• **TASK**
Rewrite the entries starting at the line that contains "Target: raised arm" and ending at the line that contains "x=141, y=10", changing "single marker" to "single point" and leaving everything else as it is.

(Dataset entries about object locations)
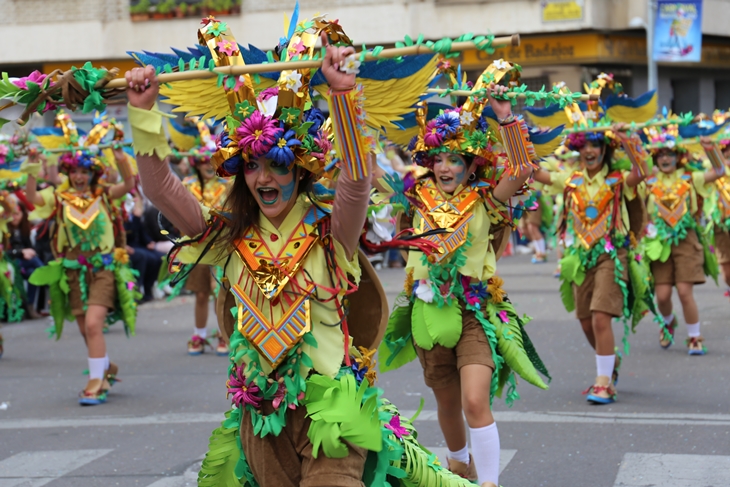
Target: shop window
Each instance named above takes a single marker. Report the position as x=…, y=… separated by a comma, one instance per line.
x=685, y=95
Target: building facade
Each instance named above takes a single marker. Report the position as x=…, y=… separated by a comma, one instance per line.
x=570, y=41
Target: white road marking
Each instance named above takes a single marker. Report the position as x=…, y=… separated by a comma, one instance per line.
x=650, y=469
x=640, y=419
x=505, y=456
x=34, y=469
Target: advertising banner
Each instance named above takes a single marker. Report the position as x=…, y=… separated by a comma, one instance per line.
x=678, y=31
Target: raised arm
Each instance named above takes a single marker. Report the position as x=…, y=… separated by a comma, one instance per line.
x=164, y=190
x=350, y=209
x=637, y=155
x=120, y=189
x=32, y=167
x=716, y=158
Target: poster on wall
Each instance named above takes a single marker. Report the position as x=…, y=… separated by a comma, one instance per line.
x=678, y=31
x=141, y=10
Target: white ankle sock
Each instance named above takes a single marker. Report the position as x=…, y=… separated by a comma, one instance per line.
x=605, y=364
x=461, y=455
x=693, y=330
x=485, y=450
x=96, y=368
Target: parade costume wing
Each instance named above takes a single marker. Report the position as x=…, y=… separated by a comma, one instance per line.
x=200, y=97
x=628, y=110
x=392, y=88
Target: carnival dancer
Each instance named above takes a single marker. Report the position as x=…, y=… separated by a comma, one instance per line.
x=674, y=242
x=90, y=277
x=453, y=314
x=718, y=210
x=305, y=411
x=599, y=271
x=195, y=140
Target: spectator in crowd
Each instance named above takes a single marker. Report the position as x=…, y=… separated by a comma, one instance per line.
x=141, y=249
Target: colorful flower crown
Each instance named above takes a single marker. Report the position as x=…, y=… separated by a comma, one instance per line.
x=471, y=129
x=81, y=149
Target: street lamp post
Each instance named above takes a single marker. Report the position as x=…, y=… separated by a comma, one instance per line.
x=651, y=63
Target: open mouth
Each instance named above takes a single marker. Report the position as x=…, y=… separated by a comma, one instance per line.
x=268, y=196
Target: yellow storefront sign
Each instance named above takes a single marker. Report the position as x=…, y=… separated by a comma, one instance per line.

--

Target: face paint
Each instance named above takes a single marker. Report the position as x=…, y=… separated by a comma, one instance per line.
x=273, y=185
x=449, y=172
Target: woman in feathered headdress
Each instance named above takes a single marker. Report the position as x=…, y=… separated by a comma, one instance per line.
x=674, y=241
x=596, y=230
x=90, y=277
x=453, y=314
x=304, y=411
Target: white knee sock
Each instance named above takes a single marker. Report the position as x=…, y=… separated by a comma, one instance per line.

• **RESPONSE FOR THIS EXERCISE**
Target: raised arm
Each instance named above takes a single point. Report the position as x=…, y=… separated by a comma, one instance per line.
x=164, y=190
x=350, y=209
x=637, y=155
x=120, y=189
x=32, y=167
x=716, y=158
Target: poster on wall
Each instance named above takes a single point. Report the position as x=…, y=… separated by a comma, one instance per line.
x=678, y=31
x=141, y=10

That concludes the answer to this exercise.